— begin Excerpt to read —

Third, you are not really a person to the N. The entire concept of separate personhood is foreign to Ns. People are only useful tools to the N. The feelings, goals, dreams and desires of the tools are irrelevant except in relation to the N. Other people’s sole existence on the planet is for the purpose of being used by the N. Your function was to serve his needs. However, you dumped him. You are therefore no longer a useful tool. Because you are no longer a useful tool, the N has no empathy for you, no care and no consideration.
Negotiating with someone who has no empathy for you and is angry at you for leaving him is tough.
Do not expect the N to be rational, logical or objective about you or your legal rights. Certainly do not expect him to consider what is “fair.” Fairness is a concept that is not in his lexicon. You are no longer useful therefore you should get nothing, zero, nada.
The N’s have no respect for the legal system. The law simply does not apply to them. Therefore, they have no interest in dividing property according to the law. This is particularly true if the N you were married to is a lawyer, as mine was. The N I was married to knew exactly what the legal system would and would not do. He knew that he could do anything, no matter how outrageous and legal system would do nothing to him. He knew he could lie with impunity. He knew that either the Judge would believe him in which case he would win and that if the Judge did not believe him, there would be no consequences for his lies.

— end Excerpt to read —
— begin Data entries —

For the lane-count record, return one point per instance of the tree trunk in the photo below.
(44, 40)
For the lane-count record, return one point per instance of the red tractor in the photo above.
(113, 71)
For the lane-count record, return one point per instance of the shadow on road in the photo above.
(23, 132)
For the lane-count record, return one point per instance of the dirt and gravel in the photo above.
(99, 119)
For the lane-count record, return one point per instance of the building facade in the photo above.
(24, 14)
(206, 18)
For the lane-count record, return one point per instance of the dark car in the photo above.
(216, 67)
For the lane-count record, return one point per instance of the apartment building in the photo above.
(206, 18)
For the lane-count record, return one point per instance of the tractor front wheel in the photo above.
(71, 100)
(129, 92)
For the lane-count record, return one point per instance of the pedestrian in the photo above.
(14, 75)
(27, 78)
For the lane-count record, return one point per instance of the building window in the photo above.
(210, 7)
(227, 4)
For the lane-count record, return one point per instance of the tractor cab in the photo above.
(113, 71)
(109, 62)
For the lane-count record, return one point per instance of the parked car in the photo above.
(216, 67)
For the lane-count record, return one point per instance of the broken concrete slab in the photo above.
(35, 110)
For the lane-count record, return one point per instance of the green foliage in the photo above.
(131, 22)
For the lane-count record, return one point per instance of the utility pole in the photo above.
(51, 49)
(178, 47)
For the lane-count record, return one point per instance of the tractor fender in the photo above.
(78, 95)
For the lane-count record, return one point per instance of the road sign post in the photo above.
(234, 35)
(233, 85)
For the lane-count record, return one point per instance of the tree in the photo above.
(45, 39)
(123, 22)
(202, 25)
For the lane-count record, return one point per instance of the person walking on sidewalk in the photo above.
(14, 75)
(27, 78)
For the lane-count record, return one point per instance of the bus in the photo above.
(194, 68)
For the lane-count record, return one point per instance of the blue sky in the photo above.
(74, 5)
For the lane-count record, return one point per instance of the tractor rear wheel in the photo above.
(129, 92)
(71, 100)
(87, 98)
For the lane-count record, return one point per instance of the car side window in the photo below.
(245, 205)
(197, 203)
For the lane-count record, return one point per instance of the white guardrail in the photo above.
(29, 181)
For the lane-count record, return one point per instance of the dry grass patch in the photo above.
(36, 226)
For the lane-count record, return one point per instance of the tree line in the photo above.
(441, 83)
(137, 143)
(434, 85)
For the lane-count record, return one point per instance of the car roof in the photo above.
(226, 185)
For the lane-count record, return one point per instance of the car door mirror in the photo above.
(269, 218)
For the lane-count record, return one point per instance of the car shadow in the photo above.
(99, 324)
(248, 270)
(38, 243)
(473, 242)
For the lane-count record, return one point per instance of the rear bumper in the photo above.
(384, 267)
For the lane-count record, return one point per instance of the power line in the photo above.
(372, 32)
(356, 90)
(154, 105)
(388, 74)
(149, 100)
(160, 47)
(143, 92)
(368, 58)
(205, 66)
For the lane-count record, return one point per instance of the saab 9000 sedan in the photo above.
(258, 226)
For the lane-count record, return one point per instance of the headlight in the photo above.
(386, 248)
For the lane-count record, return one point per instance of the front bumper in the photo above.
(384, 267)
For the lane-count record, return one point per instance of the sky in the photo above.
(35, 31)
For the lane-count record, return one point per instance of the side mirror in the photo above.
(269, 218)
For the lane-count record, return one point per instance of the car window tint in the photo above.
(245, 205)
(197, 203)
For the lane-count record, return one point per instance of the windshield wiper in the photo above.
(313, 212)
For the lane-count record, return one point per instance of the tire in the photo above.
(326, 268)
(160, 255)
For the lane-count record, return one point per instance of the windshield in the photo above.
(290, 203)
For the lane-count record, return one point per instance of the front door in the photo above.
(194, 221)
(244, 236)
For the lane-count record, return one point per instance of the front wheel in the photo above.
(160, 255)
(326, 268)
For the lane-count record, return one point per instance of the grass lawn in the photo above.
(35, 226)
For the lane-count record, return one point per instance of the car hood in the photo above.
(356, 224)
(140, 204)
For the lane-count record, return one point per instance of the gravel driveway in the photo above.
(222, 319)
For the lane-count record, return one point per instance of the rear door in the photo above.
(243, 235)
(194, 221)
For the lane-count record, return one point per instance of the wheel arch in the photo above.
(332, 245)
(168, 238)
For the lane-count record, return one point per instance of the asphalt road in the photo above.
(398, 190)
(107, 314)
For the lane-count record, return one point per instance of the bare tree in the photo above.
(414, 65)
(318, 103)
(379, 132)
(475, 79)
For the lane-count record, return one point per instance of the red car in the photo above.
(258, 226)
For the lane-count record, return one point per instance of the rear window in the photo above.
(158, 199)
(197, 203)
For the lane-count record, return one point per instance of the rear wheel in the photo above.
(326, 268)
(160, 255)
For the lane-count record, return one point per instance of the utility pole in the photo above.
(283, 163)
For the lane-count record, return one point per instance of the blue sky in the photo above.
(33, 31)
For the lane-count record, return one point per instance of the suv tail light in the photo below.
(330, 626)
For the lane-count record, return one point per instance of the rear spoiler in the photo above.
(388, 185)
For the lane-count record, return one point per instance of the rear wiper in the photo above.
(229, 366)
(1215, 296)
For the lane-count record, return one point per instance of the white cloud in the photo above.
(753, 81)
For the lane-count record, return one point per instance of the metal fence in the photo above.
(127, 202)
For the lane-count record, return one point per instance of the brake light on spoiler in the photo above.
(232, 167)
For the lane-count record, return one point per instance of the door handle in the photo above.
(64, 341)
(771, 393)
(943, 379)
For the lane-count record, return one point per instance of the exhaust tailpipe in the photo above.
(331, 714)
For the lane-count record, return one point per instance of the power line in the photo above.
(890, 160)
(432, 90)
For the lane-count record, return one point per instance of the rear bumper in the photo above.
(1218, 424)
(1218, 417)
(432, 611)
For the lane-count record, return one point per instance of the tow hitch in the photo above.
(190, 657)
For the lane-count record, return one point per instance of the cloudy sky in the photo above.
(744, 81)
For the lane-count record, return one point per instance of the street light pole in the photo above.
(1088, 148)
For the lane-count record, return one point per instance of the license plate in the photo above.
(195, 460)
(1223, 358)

— end Data entries —

Can you revise the stretch of the divorce excerpt from "Do not expect the" through "for his lies.", putting "vocabulary" in place of "lexicon"? The records play no part here.

#### Answer:
Do not expect the N to be rational, logical or objective about you or your legal rights. Certainly do not expect him to consider what is “fair.” Fairness is a concept that is not in his vocabulary. You are no longer useful therefore you should get nothing, zero, nada.
The N’s have no respect for the legal system. The law simply does not apply to them. Therefore, they have no interest in dividing property according to the law. This is particularly true if the N you were married to is a lawyer, as mine was. The N I was married to knew exactly what the legal system would and would not do. He knew that he could do anything, no matter how outrageous and legal system would do nothing to him. He knew he could lie with impunity. He knew that either the Judge would believe him in which case he would win and that if the Judge did not believe him, there would be no consequences for his lies.